§ **Reading passage**:
Driving from Pennsylvania to the top of Maine is somewhat similar to driving to South Florida. You pass through a lot of states rather quickly. Although there is no South of the Border up in the North East, if you can believe that, which is a bummer cause I LOVE South of the Border. The thing is when you get to the bottom of Maine, similar to when you get to the top of Florida, you have a long way to go. I looked at my Nav as I was telling my friend we just passed the Maine border and realized we still had about 5 hours to go. I don't understand that. Maine is like 3/4 inch big on the map. Let's face it, it's no Wyoming.
That being said, at some point my kids want me to shut up the singing. We play the all the car games, or at least that one that you go through the alphabet and say a name and a husbands name and where you live and what you sell. It's amazing how juvenile one can become nine hours into a road trip. Even if you're forty. Age doesn't count when you are cracking yourself up. Right?
"E my name is Eeyore. My husbands name is Egbert," I start with.
"Mom! Eeyore is a boy!"
""This is a gay couple. Now stop speaking out of turn," I say.
"We sell elegant edible undergarments for the elderly and we live East of the Elephants elbow in Egypt," I say proudly.
"Mom, this isn't Scattergories, you don't get more points for more E's."
" Oh yes I do, I think I just won the game with that and we're not even halfway through the alphabet."

§ **Supplied entries**:
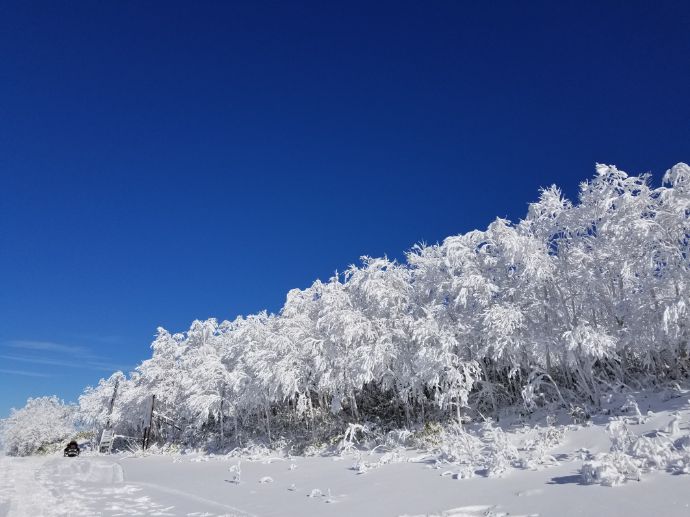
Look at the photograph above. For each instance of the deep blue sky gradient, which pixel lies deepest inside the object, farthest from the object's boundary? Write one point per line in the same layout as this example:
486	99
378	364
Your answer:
166	161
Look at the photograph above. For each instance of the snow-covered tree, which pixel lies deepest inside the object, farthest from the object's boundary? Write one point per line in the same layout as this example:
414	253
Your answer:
40	423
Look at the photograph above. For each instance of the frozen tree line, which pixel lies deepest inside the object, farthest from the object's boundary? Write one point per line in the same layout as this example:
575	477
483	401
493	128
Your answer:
574	300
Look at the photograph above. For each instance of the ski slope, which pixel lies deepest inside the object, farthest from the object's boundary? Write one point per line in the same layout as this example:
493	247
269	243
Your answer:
413	484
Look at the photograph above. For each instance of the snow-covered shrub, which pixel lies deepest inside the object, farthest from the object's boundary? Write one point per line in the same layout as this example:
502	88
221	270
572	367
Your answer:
43	422
610	470
459	447
500	452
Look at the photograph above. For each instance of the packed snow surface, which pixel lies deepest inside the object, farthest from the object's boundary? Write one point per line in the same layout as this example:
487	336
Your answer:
403	482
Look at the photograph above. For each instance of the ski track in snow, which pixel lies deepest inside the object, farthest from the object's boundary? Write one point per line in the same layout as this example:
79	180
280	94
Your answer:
56	487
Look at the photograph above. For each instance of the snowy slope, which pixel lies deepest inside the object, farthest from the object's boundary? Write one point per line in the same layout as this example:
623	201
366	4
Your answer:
413	484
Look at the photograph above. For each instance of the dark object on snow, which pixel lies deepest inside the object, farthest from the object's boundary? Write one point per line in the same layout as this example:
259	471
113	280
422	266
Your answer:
72	449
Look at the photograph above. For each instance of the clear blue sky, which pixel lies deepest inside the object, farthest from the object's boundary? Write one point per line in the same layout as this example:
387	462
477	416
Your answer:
166	161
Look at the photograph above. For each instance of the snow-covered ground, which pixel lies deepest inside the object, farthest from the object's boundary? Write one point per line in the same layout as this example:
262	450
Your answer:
405	483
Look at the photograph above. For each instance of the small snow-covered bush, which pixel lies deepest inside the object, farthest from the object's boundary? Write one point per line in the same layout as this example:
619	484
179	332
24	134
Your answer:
610	470
42	423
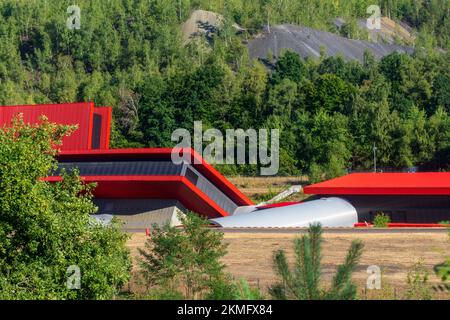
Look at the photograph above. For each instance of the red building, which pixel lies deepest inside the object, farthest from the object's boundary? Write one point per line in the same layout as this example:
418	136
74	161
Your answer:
405	197
142	186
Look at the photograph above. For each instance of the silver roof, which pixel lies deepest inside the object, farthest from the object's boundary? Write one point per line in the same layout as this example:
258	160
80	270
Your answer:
330	212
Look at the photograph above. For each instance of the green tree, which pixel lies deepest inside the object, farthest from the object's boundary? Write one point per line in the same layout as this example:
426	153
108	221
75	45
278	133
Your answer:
184	261
302	282
45	228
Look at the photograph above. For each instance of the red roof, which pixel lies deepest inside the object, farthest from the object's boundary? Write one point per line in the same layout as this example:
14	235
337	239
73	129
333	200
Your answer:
81	114
162	187
430	183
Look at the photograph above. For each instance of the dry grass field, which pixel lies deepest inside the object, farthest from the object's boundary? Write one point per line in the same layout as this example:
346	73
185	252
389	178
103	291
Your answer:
250	256
260	189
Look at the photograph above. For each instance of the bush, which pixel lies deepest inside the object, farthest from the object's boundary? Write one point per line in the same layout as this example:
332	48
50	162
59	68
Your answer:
185	260
46	228
417	283
381	220
302	282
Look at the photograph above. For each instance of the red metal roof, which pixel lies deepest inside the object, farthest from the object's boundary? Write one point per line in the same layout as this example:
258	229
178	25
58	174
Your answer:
78	147
429	183
200	164
155	187
80	114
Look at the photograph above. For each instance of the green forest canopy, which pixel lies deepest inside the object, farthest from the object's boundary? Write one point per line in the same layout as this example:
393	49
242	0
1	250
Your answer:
129	54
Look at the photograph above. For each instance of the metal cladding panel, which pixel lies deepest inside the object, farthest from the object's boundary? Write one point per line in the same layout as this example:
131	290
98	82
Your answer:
212	191
155	187
67	114
423	183
106	118
330	212
123	168
204	168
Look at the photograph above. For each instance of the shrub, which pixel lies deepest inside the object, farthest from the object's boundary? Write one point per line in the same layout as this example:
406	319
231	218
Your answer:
381	220
417	283
46	228
302	282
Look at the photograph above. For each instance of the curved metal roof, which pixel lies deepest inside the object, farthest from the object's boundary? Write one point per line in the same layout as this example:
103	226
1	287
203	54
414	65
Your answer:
330	212
423	183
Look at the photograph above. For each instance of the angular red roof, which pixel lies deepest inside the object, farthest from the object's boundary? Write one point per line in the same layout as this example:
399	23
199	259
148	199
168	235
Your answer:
423	183
93	122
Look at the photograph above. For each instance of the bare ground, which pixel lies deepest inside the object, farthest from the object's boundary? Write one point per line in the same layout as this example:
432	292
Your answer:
250	256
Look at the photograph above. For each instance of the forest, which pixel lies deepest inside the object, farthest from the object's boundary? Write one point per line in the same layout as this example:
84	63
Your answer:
129	54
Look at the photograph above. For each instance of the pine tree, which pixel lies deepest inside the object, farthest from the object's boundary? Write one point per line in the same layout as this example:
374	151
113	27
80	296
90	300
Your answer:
302	282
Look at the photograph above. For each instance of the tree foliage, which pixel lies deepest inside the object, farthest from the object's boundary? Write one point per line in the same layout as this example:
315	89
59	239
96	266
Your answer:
184	260
302	281
129	54
45	228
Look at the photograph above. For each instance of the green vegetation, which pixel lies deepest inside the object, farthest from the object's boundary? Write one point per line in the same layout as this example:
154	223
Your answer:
129	54
443	271
302	282
417	287
381	220
46	228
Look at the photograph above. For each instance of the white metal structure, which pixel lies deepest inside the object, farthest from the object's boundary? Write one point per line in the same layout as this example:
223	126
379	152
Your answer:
330	212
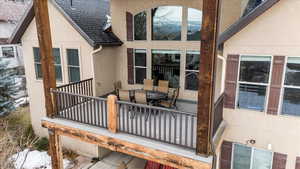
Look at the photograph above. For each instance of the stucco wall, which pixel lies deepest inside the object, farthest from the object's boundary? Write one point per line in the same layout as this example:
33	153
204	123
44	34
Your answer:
63	36
118	12
105	70
276	32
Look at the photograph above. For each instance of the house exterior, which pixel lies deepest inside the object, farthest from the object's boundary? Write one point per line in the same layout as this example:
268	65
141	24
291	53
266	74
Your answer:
11	13
250	70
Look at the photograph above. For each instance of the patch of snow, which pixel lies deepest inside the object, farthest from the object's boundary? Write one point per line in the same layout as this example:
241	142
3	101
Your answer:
35	160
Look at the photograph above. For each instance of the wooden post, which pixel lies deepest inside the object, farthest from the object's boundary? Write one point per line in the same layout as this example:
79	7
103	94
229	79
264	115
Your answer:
55	150
112	113
47	59
209	35
48	72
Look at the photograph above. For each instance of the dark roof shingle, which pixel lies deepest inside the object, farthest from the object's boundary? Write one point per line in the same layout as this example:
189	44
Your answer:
89	18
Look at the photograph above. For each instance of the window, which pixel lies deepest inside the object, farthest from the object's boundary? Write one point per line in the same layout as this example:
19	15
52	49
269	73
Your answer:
166	23
37	63
251	158
140	66
253	82
194	24
192	70
166	66
291	94
8	51
73	65
140	26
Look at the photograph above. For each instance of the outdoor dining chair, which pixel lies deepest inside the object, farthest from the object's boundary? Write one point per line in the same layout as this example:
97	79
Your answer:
148	84
140	97
163	86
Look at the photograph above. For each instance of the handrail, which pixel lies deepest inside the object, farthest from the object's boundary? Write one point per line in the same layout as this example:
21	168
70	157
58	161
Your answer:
157	108
73	83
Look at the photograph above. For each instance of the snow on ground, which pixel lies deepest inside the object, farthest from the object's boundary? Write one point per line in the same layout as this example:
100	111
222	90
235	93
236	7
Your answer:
35	160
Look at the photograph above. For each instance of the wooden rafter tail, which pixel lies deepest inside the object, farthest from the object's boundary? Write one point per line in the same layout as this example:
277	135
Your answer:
209	34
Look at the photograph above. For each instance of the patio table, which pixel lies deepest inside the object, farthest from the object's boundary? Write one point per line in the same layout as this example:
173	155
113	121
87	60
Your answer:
152	96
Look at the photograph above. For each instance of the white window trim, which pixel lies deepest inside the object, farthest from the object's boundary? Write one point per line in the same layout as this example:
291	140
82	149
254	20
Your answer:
184	25
134	67
282	90
262	84
147	31
61	64
68	66
252	152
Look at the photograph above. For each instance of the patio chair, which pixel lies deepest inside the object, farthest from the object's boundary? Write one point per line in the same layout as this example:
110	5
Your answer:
148	84
140	97
124	95
117	87
163	86
171	103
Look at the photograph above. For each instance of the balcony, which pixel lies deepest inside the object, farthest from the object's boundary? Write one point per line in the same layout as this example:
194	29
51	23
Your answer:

§ **What to do**:
1) List every U.S. state that the road-trip passage names.
2) Return, word for word, the part of the road-trip passage starting at "That being said, at" and ending at "yourself up. Right?".
3) Answer these questions from the road-trip passage:
(a) After passing the Maine border, about how many hours did they still have to go?
(b) What husband's name does the mother give on her turn for the letter E?
(c) What game does the child say this is not?
The items have no connection to the road-trip passage.

§ **The replies**:
1) Pennsylvania, Maine, Florida, Wyoming

2)
That being said, at some point my kids want me to shut up the singing. We play the all the car games, or at least that one that you go through the alphabet and say a name and a husbands name and where you live and what you sell. It's amazing how juvenile one can become nine hours into a road trip. Even if you're forty. Age doesn't count when you are cracking yourself up. Right?

3)
(a) About 5 hours
(b) Egbert
(c) Scattergories